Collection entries
= = = = =

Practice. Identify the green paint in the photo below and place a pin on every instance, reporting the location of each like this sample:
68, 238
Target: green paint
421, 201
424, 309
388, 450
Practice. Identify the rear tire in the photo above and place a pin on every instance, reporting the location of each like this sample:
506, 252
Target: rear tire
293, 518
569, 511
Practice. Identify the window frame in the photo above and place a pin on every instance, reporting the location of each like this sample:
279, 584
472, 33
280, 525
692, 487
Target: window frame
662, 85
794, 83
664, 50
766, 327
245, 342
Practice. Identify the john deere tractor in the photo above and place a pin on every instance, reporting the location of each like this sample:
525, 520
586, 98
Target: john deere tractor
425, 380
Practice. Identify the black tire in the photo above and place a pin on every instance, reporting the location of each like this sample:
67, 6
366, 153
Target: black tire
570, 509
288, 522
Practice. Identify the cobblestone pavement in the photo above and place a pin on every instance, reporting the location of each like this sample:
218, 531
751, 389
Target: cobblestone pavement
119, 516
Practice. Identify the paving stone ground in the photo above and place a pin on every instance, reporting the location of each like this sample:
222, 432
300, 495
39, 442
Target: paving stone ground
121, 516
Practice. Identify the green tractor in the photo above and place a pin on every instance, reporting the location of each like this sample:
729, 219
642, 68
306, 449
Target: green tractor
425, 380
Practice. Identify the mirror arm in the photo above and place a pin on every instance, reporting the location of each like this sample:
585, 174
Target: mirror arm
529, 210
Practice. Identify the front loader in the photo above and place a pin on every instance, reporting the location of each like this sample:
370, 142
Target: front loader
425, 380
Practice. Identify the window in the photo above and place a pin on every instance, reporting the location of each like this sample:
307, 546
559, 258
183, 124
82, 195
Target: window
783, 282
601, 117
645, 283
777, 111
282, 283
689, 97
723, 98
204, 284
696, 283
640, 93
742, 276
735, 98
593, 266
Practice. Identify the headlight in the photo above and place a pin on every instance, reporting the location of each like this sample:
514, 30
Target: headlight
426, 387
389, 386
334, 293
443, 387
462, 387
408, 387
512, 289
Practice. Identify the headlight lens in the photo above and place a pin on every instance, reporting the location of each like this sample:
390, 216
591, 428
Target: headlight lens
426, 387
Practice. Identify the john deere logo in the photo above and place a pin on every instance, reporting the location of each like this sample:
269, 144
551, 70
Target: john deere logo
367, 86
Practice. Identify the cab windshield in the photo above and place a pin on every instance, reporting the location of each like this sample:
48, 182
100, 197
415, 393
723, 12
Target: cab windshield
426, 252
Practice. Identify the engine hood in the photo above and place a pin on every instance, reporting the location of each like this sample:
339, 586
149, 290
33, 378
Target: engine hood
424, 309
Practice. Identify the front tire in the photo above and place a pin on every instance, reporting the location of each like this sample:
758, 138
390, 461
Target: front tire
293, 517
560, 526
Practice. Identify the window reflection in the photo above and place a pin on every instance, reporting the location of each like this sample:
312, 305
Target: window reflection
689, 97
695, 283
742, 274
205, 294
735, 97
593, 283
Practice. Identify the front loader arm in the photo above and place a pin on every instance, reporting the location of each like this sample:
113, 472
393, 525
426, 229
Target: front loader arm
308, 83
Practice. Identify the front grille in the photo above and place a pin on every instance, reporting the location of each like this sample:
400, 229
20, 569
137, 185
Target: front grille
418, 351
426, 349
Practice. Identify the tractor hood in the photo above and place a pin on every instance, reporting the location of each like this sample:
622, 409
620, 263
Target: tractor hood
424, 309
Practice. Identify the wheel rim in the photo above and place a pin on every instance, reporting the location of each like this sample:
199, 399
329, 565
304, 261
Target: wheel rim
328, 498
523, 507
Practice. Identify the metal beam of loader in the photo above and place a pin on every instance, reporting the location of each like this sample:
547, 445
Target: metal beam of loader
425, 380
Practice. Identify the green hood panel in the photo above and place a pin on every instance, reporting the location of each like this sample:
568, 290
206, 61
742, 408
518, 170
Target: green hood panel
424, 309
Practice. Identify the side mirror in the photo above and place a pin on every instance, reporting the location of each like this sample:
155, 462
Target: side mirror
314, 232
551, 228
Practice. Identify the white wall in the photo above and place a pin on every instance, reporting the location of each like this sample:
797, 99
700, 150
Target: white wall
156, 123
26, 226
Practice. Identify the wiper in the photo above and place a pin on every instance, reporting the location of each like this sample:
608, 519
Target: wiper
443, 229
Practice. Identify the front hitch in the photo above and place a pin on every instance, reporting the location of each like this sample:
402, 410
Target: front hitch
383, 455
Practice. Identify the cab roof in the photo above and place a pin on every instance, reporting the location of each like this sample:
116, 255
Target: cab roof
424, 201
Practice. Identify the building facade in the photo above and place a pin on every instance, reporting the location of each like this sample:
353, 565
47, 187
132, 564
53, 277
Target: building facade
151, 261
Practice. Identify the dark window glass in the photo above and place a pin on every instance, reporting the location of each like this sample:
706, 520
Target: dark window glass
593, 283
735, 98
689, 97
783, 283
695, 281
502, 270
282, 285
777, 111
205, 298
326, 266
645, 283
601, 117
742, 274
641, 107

= = = = =

WRITTEN EXERCISE »
Please return every line of the material above with no changes.

SOLUTION TO THE EXERCISE »
Practice. Identify the green paint in the photo below and place a pin on every instance, reporting the location of each like this sample:
68, 238
Target: green paint
421, 201
424, 309
388, 450
Practice. Identify the rear tire in the photo above and place a pin on every instance, reporting the location of each like this sample:
506, 252
Target: rear tire
293, 518
569, 511
Practice. Identify the window frame in the photo above and place a pin on every instance, reporting the location of each like this sample:
279, 584
472, 33
280, 525
692, 487
Target: window frame
662, 85
794, 83
664, 50
766, 327
245, 342
Practice. Identify the john deere tractor in the photo above and place a pin on every instance, reporting the location of each like this sample:
525, 520
586, 98
Target: john deere tractor
425, 380
Practice. Identify the black tire in the photo above and place a pin on every instance, reporting the location of each like this sample:
67, 6
366, 153
Target: black tire
570, 509
288, 522
Practice. Identify the cobblestone pavement in the photo above and place a pin on every instance, reporting the location of each like this sample:
218, 531
751, 389
Target: cobblestone pavement
119, 516
Practice. Identify the paving stone ground in the photo above and place a pin on every instance, reporting the location of each like this sample:
222, 432
300, 495
39, 442
Target: paving stone ground
121, 516
Practice. Identify the green tractor in the photo above and place a pin on every instance, reporting the location of each like this sample:
729, 219
642, 68
306, 449
Target: green tractor
425, 380
Practice. Identify the mirror arm in the photo above and place a pin on every instance, reporting the location of each like this sample:
585, 174
Target: mirror arm
529, 210
Practice. Identify the front loader in the photo above and place a pin on every instance, reporting the location of each like this sample:
370, 142
Target: front loader
425, 380
Practice. Identify the window in the photo above and place a pin on every instance, reporting the location of each like this sample:
307, 546
559, 258
183, 124
82, 195
Target: window
783, 282
601, 117
645, 283
777, 111
282, 283
689, 97
723, 98
204, 284
696, 283
640, 93
742, 276
735, 98
593, 266
Practice. Identify the headlight in the photo above and place a pin on every instance, reporting the location of each like this sample:
514, 30
Target: headlight
426, 387
389, 386
334, 293
443, 387
462, 387
408, 387
512, 289
Practice. Identify the headlight lens in the photo above and place a pin on every instance, reporting the location of each like this sample:
390, 216
591, 428
Target: headlight lens
426, 387
Practice. Identify the john deere logo in the photo above and place a pin on every instance, reporting the location of each like this sample:
269, 144
551, 70
Target: john deere logo
367, 86
Practice. Identify the cab windshield in the photo above and place a pin on every instance, reporting the location of each like this sample:
48, 182
100, 197
415, 393
723, 12
Target: cab windshield
426, 252
Practice. Identify the engine hood in the photo above and place a pin on every instance, reporting the location of each like this sample:
339, 586
149, 290
33, 378
Target: engine hood
424, 309
Practice. Identify the front tire in the photo above and place a pin on every instance, reporting the location of each like this sample:
758, 138
390, 461
Target: front tire
293, 517
560, 526
Practice. Identify the window reflection in the photo above and place a pin on every instance, reporting the location of each like this sample:
312, 305
Target: window reflection
689, 97
695, 283
742, 274
205, 294
735, 97
593, 283
Practice. Identify the front loader arm in the photo above and place a pin on every instance, reporting the location of each like this sample:
113, 472
393, 525
426, 229
Target: front loader arm
308, 83
Practice. Identify the front grille in the photo above and place a pin on every instance, reporting the location of each like this sample:
400, 229
20, 569
137, 185
Target: front grille
418, 351
426, 349
Practice. Identify the tractor hood in the photo above and place a pin on every instance, reporting the location of each like this sample:
622, 409
620, 263
Target: tractor hood
424, 309
Practice. Identify the wheel rim in the photo above and place a pin on every instance, reporting the location of each like this sample:
199, 399
329, 565
304, 261
Target: wheel rim
328, 498
523, 507
Practice. Identify the metal beam of loader in the photo above and place a pin on every instance, reporting the location of each like this sample:
547, 445
Target: metal beam of loader
425, 380
Practice. Identify the green hood panel in the photo above and place a pin on every instance, reporting the location of each like this sample:
568, 290
206, 61
742, 408
518, 170
Target: green hood panel
424, 309
Practice. Identify the side mirror in the photo above and place a pin on every instance, reporting the location of each like this sample:
155, 462
Target: side mirror
314, 232
551, 228
Practice. Identify the white wall in the photo above and place a pin on every instance, reporting the location of each like this sample:
797, 99
700, 150
Target: white wall
156, 123
26, 226
Practice. Identify the wiper in the photo above and place a pin on every instance, reporting the location of each like this sample:
608, 519
Target: wiper
443, 229
Practice. Identify the front hitch in the photo above and place a pin on every instance, reporting the location of each like this sample:
402, 410
Target: front hitch
383, 455
Practice. Identify the cab roof in the photo above and place a pin on every instance, reporting the location of each like this sample:
116, 255
Target: cab roof
424, 201
Practice. Identify the building facade in the photo above and place a pin on every instance, reporting the location of each like this sample:
353, 565
47, 187
132, 564
53, 277
Target: building facade
151, 261
Practice. Identify the dark window glass in the photo above and place a pin on every instance, reporting the location of each like this sample:
706, 520
Target: dark window glass
593, 283
735, 98
689, 97
783, 283
695, 281
502, 270
282, 285
777, 111
205, 298
326, 266
645, 283
601, 117
742, 274
641, 107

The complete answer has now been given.